***** Extracted entries

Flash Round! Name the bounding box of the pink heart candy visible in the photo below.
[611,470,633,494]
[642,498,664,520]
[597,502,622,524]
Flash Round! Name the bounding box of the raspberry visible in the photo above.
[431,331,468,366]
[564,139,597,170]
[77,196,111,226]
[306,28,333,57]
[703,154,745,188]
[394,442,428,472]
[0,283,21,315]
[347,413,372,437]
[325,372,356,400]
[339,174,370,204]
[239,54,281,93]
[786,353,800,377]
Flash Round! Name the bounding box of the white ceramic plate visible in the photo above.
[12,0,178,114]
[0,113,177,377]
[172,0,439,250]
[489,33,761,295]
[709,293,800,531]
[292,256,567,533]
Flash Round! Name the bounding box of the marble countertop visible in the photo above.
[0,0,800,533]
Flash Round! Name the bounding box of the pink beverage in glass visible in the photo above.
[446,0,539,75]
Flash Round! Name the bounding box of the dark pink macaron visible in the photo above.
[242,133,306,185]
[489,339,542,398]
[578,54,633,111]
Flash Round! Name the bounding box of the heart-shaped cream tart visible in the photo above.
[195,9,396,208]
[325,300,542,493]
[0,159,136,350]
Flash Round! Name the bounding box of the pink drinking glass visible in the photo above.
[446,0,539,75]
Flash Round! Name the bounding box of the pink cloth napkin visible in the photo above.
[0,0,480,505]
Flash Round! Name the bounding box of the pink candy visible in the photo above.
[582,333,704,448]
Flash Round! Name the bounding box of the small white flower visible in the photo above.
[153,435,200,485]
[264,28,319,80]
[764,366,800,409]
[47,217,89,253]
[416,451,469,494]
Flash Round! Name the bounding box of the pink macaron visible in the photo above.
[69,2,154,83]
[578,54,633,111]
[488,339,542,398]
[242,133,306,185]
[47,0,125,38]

**********

- [What you are asked to do]
Print all of the data above again, line for line, with nothing changed.

- [Solution for this task]
Flash Round! Name the bounding box of the pink heart candy visible in the photo below.
[611,470,633,494]
[642,498,664,520]
[597,502,622,524]
Flash Round! Name the bounding box of the raspberry visible in the photo above.
[431,331,468,366]
[564,139,597,170]
[77,196,111,226]
[306,28,333,57]
[703,154,745,188]
[394,442,428,472]
[0,283,21,315]
[347,413,372,437]
[325,372,356,400]
[339,174,370,204]
[239,54,281,93]
[786,353,800,377]
Flash Round! Name the bounding box of the white ceramic plate visible in the photo above.
[12,0,178,114]
[0,113,177,377]
[172,0,439,250]
[489,33,761,295]
[709,293,800,531]
[292,256,567,533]
Flash Round! Name the bounding box of the marble countertop visible in the photo above.
[0,0,800,533]
Flash Round! Name the bounding box of the pink beverage in glass visible in the photo above.
[446,0,539,75]
Flash Round! Name the bounding box of the dark pink macaron visible in the photo above.
[242,133,306,185]
[489,339,542,398]
[578,54,633,111]
Flash Round! Name the bounding box of the heart-shaped cream tart visible in the photo above.
[195,9,396,208]
[325,300,542,493]
[0,159,136,350]
Flash Round! Name the bounding box of the pink drinking glass visible in the photo above.
[446,0,539,75]
Flash Round! Name the bounding box of the pink cloth napkin visible in the photo above.
[0,0,480,505]
Flash Round! Name the bounding box of the pink candy visible in the photo above.
[582,333,704,448]
Flash Round! Name the bounding box of the small white flower visible in the photo above.
[153,435,200,485]
[264,28,319,80]
[764,366,800,409]
[47,217,89,253]
[416,451,469,494]
Flash Round! Name the bounding box of the pink macaron visible in the photo above.
[69,2,154,83]
[578,54,633,111]
[488,339,542,398]
[242,133,306,185]
[47,0,125,38]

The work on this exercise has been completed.